Records.
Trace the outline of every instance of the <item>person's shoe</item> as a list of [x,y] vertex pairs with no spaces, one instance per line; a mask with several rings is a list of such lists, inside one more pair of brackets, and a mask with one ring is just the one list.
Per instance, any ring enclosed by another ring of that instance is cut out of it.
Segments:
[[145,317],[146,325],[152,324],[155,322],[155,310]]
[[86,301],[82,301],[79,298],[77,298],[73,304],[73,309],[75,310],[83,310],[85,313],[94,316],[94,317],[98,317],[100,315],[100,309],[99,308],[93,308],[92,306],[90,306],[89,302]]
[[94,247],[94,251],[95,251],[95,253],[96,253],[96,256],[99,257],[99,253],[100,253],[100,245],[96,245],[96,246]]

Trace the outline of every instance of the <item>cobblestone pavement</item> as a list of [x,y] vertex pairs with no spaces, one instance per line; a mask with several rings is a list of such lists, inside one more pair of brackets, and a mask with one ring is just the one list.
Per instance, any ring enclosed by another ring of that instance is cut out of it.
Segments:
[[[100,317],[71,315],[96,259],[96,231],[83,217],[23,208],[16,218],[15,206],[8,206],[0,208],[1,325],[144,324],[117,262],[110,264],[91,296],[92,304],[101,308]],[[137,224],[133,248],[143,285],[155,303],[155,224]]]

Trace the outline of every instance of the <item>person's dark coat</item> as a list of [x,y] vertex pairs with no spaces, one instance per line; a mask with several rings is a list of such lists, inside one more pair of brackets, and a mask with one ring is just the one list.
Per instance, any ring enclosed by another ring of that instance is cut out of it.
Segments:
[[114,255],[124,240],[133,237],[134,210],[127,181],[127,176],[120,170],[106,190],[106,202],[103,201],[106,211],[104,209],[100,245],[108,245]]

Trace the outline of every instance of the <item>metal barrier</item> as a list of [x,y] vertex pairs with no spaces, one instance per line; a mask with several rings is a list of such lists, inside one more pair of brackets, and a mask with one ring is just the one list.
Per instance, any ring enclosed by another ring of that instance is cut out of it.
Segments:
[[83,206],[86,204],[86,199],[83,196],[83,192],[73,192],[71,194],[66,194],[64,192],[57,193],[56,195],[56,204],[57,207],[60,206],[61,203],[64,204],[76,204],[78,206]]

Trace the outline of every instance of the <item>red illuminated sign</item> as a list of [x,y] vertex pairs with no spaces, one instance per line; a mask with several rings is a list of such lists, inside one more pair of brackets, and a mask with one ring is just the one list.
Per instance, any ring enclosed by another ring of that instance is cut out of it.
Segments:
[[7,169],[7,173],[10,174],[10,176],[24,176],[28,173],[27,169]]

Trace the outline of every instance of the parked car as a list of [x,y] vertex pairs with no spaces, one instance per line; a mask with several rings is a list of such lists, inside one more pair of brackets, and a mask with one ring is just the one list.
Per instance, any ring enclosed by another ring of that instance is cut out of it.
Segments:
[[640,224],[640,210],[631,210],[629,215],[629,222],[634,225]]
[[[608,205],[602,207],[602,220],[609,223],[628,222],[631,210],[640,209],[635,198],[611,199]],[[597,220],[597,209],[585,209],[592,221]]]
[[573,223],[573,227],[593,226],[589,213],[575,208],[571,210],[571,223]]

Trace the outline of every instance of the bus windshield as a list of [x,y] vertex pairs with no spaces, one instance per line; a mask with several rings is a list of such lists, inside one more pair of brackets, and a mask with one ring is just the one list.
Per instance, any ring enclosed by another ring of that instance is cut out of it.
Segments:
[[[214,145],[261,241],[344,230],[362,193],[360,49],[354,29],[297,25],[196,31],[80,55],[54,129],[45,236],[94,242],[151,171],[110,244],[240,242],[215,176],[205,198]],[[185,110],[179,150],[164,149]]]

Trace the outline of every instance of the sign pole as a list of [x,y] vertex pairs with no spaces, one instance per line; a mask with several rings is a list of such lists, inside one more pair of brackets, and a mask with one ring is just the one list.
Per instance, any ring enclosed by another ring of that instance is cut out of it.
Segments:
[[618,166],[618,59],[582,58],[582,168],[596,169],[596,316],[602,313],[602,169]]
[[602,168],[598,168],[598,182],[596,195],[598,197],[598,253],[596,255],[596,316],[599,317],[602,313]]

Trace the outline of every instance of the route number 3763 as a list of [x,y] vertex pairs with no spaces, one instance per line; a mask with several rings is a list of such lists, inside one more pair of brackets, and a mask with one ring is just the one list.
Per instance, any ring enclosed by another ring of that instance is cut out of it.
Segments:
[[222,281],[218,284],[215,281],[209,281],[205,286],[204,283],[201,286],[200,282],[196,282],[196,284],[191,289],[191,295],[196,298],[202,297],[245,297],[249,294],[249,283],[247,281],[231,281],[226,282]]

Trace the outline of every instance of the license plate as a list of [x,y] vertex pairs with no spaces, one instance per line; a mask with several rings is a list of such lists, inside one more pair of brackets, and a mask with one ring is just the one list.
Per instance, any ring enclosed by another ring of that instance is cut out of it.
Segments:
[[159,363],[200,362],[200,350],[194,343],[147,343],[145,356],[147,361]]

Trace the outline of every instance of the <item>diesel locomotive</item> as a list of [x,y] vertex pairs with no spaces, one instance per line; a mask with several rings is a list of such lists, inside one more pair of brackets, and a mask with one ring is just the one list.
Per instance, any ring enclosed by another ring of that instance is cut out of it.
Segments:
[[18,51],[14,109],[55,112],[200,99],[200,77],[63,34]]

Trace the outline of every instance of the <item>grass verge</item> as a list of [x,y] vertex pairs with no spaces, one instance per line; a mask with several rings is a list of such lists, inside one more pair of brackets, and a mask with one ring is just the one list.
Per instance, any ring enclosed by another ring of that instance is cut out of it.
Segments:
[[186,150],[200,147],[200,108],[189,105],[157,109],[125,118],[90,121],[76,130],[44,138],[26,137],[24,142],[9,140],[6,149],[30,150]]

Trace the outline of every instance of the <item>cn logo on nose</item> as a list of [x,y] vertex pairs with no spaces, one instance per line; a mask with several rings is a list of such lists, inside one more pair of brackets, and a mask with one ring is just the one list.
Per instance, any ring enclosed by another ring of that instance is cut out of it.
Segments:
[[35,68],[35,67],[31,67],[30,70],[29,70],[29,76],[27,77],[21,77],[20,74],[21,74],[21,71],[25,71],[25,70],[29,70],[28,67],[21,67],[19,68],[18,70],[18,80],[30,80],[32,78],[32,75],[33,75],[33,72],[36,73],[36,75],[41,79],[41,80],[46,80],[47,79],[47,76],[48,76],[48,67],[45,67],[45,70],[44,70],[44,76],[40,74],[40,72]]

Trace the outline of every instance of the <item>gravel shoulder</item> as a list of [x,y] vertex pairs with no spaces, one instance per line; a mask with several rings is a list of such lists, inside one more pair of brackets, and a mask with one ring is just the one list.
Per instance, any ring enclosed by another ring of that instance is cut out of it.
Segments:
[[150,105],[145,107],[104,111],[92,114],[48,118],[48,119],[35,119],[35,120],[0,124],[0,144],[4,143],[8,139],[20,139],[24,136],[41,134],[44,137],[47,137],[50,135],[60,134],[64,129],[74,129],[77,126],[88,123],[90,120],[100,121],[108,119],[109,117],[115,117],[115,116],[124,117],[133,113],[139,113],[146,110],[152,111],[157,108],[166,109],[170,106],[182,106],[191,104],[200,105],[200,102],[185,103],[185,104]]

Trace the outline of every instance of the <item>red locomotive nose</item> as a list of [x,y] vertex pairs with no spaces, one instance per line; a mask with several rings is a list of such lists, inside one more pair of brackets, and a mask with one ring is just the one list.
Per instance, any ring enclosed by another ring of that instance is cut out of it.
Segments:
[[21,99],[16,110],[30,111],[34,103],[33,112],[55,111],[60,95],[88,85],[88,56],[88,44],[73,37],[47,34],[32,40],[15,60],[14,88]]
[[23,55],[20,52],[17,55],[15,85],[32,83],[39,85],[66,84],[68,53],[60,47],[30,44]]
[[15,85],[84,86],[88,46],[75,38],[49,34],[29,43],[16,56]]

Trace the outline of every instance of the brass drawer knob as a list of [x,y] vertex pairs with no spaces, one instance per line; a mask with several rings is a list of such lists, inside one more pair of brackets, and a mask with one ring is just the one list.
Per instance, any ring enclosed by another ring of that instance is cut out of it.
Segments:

Your assignment.
Return only what runs from the line containing "Trace the outline of every instance of the brass" to the last line of the records above, both ends included, exactly as written.

Response for this exercise.
Trace the outline of every instance of the brass drawer knob as a list of [x,y] vertex pairs with no spaces, one instance per line; a mask with several rings is a list of such lists, inside one more pair of brackets, and a mask with one ring is just the one list.
Per instance, any ring enclosed by another ring of that instance is cut out of it.
Segments:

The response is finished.